_Exercise instructions_
Report the number of lines in these entries that contain "from". Write only the number.

==== Data to process

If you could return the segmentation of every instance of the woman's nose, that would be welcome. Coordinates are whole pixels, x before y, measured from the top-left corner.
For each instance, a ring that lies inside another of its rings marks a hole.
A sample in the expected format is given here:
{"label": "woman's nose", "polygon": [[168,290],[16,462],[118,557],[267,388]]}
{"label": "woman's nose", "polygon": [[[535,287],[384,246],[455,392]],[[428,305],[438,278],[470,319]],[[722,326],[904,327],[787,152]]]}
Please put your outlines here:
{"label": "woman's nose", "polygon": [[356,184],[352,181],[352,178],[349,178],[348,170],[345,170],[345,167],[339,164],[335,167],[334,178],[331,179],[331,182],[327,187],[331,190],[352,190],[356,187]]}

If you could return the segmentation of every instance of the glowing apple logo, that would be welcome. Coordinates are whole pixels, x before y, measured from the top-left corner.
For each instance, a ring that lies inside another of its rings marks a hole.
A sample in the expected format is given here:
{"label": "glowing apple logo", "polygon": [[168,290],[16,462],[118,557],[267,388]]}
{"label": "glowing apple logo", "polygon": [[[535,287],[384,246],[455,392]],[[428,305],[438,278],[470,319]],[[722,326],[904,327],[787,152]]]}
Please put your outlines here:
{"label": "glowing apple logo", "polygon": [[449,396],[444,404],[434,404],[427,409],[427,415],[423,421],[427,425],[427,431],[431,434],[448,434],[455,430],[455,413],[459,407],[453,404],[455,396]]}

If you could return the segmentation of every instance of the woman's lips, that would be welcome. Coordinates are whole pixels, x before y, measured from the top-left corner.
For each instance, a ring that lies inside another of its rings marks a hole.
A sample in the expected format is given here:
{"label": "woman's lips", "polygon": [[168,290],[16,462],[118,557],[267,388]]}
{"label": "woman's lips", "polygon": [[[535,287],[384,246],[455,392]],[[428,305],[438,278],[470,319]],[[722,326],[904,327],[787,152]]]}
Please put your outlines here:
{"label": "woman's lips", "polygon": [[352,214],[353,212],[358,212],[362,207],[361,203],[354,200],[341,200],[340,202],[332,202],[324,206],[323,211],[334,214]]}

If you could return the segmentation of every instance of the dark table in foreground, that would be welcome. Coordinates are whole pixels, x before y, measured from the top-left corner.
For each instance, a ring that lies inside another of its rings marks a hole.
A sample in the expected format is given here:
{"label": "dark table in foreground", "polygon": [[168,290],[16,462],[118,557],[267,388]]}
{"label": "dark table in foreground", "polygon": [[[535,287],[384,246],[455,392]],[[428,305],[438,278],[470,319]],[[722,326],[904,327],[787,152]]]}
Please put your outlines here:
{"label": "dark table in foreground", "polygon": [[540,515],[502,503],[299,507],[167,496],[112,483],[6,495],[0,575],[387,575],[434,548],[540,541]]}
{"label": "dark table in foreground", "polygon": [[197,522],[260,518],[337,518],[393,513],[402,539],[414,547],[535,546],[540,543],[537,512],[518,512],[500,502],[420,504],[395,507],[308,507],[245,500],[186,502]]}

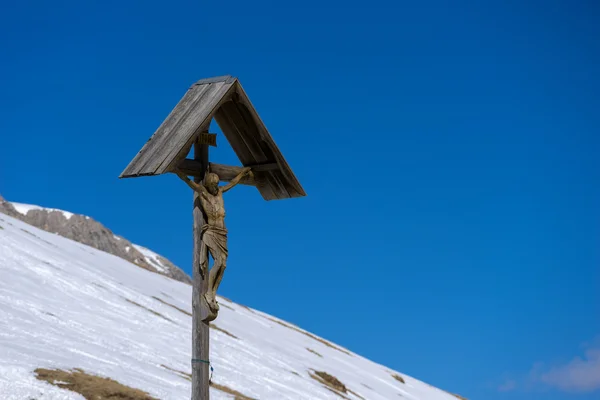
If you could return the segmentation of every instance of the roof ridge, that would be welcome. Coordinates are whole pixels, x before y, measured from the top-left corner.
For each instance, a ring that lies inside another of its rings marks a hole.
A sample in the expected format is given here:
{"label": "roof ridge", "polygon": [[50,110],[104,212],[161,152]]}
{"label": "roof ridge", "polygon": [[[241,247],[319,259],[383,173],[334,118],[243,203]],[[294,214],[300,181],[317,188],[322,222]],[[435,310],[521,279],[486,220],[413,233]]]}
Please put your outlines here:
{"label": "roof ridge", "polygon": [[234,76],[231,76],[231,75],[214,76],[212,78],[200,79],[199,81],[197,81],[196,83],[194,83],[194,85],[204,85],[204,84],[207,84],[207,83],[216,83],[216,82],[232,83],[235,79],[236,78]]}

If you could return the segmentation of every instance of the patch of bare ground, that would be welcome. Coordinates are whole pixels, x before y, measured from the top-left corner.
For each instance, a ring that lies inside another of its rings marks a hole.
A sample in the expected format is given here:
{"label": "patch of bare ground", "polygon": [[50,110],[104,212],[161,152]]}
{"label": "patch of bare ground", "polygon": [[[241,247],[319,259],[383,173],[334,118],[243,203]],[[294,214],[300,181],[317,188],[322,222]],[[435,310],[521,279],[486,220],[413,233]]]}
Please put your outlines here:
{"label": "patch of bare ground", "polygon": [[[335,376],[328,374],[327,372],[324,372],[324,371],[314,371],[314,373],[309,372],[308,374],[311,378],[313,378],[317,382],[323,384],[323,386],[325,388],[327,388],[329,391],[337,394],[341,398],[348,399],[348,397],[345,396],[349,392],[348,388]],[[355,393],[353,393],[353,394],[355,394]]]}
{"label": "patch of bare ground", "polygon": [[392,378],[394,378],[394,379],[395,379],[395,380],[397,380],[398,382],[401,382],[401,383],[406,383],[406,382],[404,382],[404,378],[403,378],[403,377],[401,377],[401,376],[400,376],[400,375],[398,375],[398,374],[392,374]]}
{"label": "patch of bare ground", "polygon": [[[448,392],[448,393],[450,393],[450,392]],[[467,400],[467,398],[466,398],[466,397],[462,397],[462,396],[461,396],[461,395],[459,395],[459,394],[456,394],[456,393],[450,393],[450,394],[451,394],[452,396],[456,397],[457,399],[460,399],[460,400]]]}
{"label": "patch of bare ground", "polygon": [[307,348],[306,348],[306,350],[308,350],[308,351],[310,351],[311,353],[313,353],[313,354],[316,354],[316,355],[318,355],[319,357],[323,358],[323,356],[322,356],[322,355],[320,355],[319,353],[317,353],[317,352],[316,352],[316,351],[314,351],[313,349],[309,349],[309,348],[307,347]]}
{"label": "patch of bare ground", "polygon": [[90,375],[79,368],[72,371],[38,368],[34,372],[37,379],[79,393],[86,400],[158,400],[139,389],[110,378]]}
{"label": "patch of bare ground", "polygon": [[223,328],[219,328],[218,326],[216,326],[215,324],[210,324],[210,327],[216,331],[219,332],[223,332],[224,334],[226,334],[227,336],[230,336],[234,339],[239,339],[239,337],[235,336],[233,333],[227,332],[225,329]]}
{"label": "patch of bare ground", "polygon": [[151,308],[148,308],[148,307],[146,307],[146,306],[143,306],[143,305],[141,305],[141,304],[139,304],[139,303],[136,303],[136,302],[135,302],[135,301],[133,301],[133,300],[129,300],[129,299],[126,299],[126,298],[124,298],[124,299],[125,299],[125,300],[127,300],[129,303],[131,303],[131,304],[133,304],[133,305],[136,305],[136,306],[138,306],[138,307],[140,307],[140,308],[143,308],[143,309],[144,309],[144,310],[146,310],[146,311],[150,311],[152,314],[154,314],[154,315],[156,315],[156,316],[158,316],[158,317],[161,317],[161,318],[163,318],[163,319],[166,319],[167,321],[171,321],[171,322],[173,322],[173,320],[171,320],[171,319],[169,319],[169,318],[165,317],[165,316],[164,316],[164,315],[162,315],[161,313],[159,313],[159,312],[156,312],[156,311],[154,311],[154,310],[153,310],[153,309],[151,309]]}
{"label": "patch of bare ground", "polygon": [[318,338],[318,337],[316,337],[315,335],[313,335],[312,333],[305,332],[305,331],[303,331],[302,329],[300,329],[300,328],[298,328],[298,327],[296,327],[296,326],[294,326],[294,325],[286,324],[285,322],[278,321],[278,320],[276,320],[276,319],[274,319],[274,318],[268,318],[268,317],[267,317],[267,319],[268,319],[269,321],[271,321],[271,322],[276,322],[276,323],[278,323],[278,324],[279,324],[279,325],[281,325],[281,326],[285,326],[285,327],[286,327],[286,328],[288,328],[288,329],[293,329],[293,330],[295,330],[296,332],[299,332],[299,333],[301,333],[301,334],[303,334],[303,335],[306,335],[306,336],[308,336],[309,338],[311,338],[311,339],[313,339],[313,340],[316,340],[317,342],[319,342],[319,343],[322,343],[322,344],[324,344],[324,345],[325,345],[325,346],[327,346],[327,347],[330,347],[330,348],[332,348],[332,349],[335,349],[335,350],[337,350],[337,351],[340,351],[340,352],[342,352],[342,353],[344,353],[344,354],[348,354],[349,356],[352,356],[352,354],[350,354],[350,352],[348,352],[348,351],[346,351],[346,350],[344,350],[344,349],[341,349],[341,348],[339,348],[339,347],[337,347],[337,346],[334,346],[333,344],[329,343],[328,341],[326,341],[326,340],[323,340],[323,339],[321,339],[321,338]]}
{"label": "patch of bare ground", "polygon": [[182,309],[182,308],[179,308],[179,307],[177,307],[177,306],[175,306],[175,305],[173,305],[173,304],[171,304],[171,303],[168,303],[168,302],[164,301],[163,299],[161,299],[160,297],[152,296],[152,298],[153,298],[154,300],[160,301],[161,303],[163,303],[163,304],[164,304],[164,305],[166,305],[166,306],[169,306],[169,307],[171,307],[171,308],[174,308],[174,309],[176,309],[177,311],[179,311],[179,312],[181,312],[181,313],[184,313],[185,315],[188,315],[188,316],[190,316],[190,317],[192,316],[192,313],[191,313],[191,312],[189,312],[189,311],[185,311],[185,310],[184,310],[184,309]]}
{"label": "patch of bare ground", "polygon": [[234,400],[256,400],[252,397],[248,397],[243,393],[238,392],[237,390],[233,390],[225,385],[219,385],[218,383],[211,382],[210,386],[220,390],[221,392],[233,395]]}
{"label": "patch of bare ground", "polygon": [[366,387],[367,389],[371,389],[371,390],[373,390],[373,388],[372,388],[371,386],[369,386],[369,385],[366,385],[366,384],[364,384],[364,383],[361,383],[361,385],[363,385],[363,386],[364,386],[364,387]]}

========

_Solution to this exercise_
6